EXERCISE DETAILS:
Copy out all of the entries below, requests included, and raise every bounding box coordinate in the responses by 100 while leaving everything else unchanged.

WORKING DATA:
☆ ☆ ☆ ☆ ☆ ☆ ☆
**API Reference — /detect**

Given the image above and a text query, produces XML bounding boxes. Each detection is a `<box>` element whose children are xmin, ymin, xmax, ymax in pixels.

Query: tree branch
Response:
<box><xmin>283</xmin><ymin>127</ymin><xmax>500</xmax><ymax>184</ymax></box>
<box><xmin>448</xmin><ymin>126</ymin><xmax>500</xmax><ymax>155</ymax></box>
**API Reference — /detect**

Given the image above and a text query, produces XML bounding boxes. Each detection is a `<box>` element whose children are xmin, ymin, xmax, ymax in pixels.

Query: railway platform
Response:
☆ ☆ ☆ ☆ ☆ ☆ ☆
RIGHT ANSWER:
**API Reference — /detect**

Given the image above and a text query, produces XML bounding boxes. Each detection is a `<box>` element whose children are xmin, ymin, xmax, ymax in pixels.

Query: tree branch
Response:
<box><xmin>383</xmin><ymin>227</ymin><xmax>600</xmax><ymax>284</ymax></box>
<box><xmin>548</xmin><ymin>226</ymin><xmax>600</xmax><ymax>255</ymax></box>
**API Reference — /detect**

Given the image above and a text query, produces XML bounding boxes. Each detection is a `<box>` element whose children are xmin, ymin, xmax, ymax in pixels.

Query: railway platform
Response:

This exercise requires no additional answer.